* [READING PASSAGE]:
= = = = = = =
Wengen is a railway station in the car free resort of Wengen in the Bernese Oberland region of Switzerland. The station is on the Wengernalpbahn (WAB), whose trains operate from Lauterbrunnen to Kleine Scheidegg via Wengen. Administratively, the station is in the municipality of Lauterbrunnen in the canton of Bern.

==History==
The station was opened on 18 April 1892. In 1899 the station was rebuilt and a depot was constructed. In 1905 the station was reconstructed with level platforms, having previously had an angle of 73°. In 1932 the newspaper kiosk was opened, and in 1976 the platforms were reconstructed.

In 1910, a new route from Lauterbrunnen to Wengen was opened to replace the more direct but steeper original routing. However the original routing remained in use for freight traffic until 2009, when the track was lifted. The junction between the two routes can still be seen, just to the Lauterbrunnen side of Wengen station.

Wengen station was rebuilt in three phases. Phase 1 was completed in 1992 at a cost of CHF 12m. This comprised a waste transfer station with an integrated concrete plant and a new railway underpass to access the freight facility. This included a tank to hold 160,000 litres of heating oil.
= = = = = = =
* [WHAT NEEDS TO BE DONE]: Write out the passage on Wengen station again, everything from "In 1910, a new" down to "of Wengen station.", and replace "freight traffic" with "goods traffic". The listing was drawn from a different source than the passage.

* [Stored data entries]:
= = = = = = =
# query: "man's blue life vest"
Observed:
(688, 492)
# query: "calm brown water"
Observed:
= = = = = = =
* [RESULT FOR THIS TASK]:
In 1910, a new route from Lauterbrunnen to Wengen was opened to replace the more direct but steeper original routing. However the original routing remained in use for goods traffic until 2009, when the track was lifted. The junction between the two routes can still be seen, just to the Lauterbrunnen side of Wengen station.